TEXT SHOWN ▸
Content starts
If I scrub away all of these extras—the genuine and the counterfeit—and I stand bare-footed and alone, who am I? I’m offered a real and lasting identity through my relationship with an amazing God. Whether I always feel it or not, I am loved and accepted (Ephesians 1:6). I am forgiven (Colossians 1:14). I am fearless (2 Timothy 1:7). I am chosen (Colossians 3:12). I am complete (Colossians 2:10).

These are the descriptions I want to illustrate the real me. They aren’t contingent on my intellect, my weight, my fashion sense, or my bank account. It may require a mighty blow to my head, but I am ready to have some sense knocked into me. I’m ready to truly know who I am.

Fast Pass

During the week of Fall Break, my family and I went to the place where dreams come true: Orlando, Florida. We spent five days at Walt Disney World and 2 days (give or take) at Universal Studios. (Thanks to Hurricane Matthew, or at least the threat of Hurricane Matthew, we spent 24 hours hunkered down in our hotel on Friday. Then we rose early Saturday morning to squeeze in a few more hours at the park before our flight out of town.)

This trip was just one more way to Americanize our African-born son. He saw ordinary people lined up to get signatures of other ordinary people dressed up as famous movie characters. He saw able-bodied 8-year olds being pushed in strollers. And with the Disney meal plan, he got a dessert with every meal. Fame, food, and easy living, brother, that’s what we’re all about!

For our 5-year old, the most maddening part of the trip was the lines. He loved the rides and the shows and the general atmosphere, but those lines! The planners of the parks usually try to make the lines tolerable. They often add fans, interactive games, and television screens. Sometimes, they even make the lines snake around cool set pieces, preparing you for the ride you will eventually board. But a 45-minute wait is still a 45-minute wait and to a 5-year old it might as well be a month.

This is especially true when said 5-year old needs to go to the bathroom. Like, hypothetically-speaking, when he tells you that he needs to pee after you have spent half an hour waiting to make a daring escape with Harry Potter through a series of goblin-guarded bank vaults but he doesn’t tell you he needs to go until you are almost there so you tell him to hold it which he does until just after the ride is over and now he is standing in the middle of a scale replica of Hogsmeade village with wet britches and no extra clothes so his mom goes in to a shop and buys the only pants available—a pair of Harry Potter pajamas—which he will wear the rest of the day sans underwear.

There are times when you are given the opportunity to get permission to move to the front of the line. At Disney World this is called a Fast Pass. It is an ingenious way to teach kids about the “haves” and “have-nots”. When you have a Fast Pass, you practically jog down the short line to step in front of the suckers who are suffering from heat stroke as they wait to climb on the ride. When you don’t have a Fast Pass, you see those arrogant jerks looking fresh as a daisy and walking right on the ride without even stopping for a minute and you try not to hate them. Voila: Empathy education. (Beware: The Fast Pass mentality can really get in your head. I found myself wanting to get a Fast Pass for the bathroom and the restaurant lunch lines.)
Content ends
DATA PROVIDED ▸
Content starts
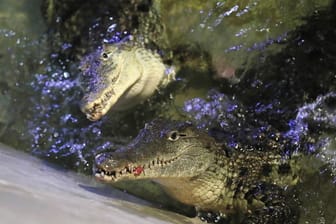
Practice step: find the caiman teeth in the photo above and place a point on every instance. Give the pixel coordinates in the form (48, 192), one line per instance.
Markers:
(105, 175)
Content ends
WORK ITEM ▸
Transcribe the passage of the text on identity and a Disney World trip between "If I scrub away" and "complete (Colossians 2:10).", inclusive.

RESULT FOR THIS EXERCISE ▸
If I scrub away all of these extras—the genuine and the counterfeit—and I stand bare-footed and alone, who am I? I’m offered a real and lasting identity through my relationship with an amazing God. Whether I always feel it or not, I am loved and accepted (Ephesians 1:6). I am forgiven (Colossians 1:14). I am fearless (2 Timothy 1:7). I am chosen (Colossians 3:12). I am complete (Colossians 2:10).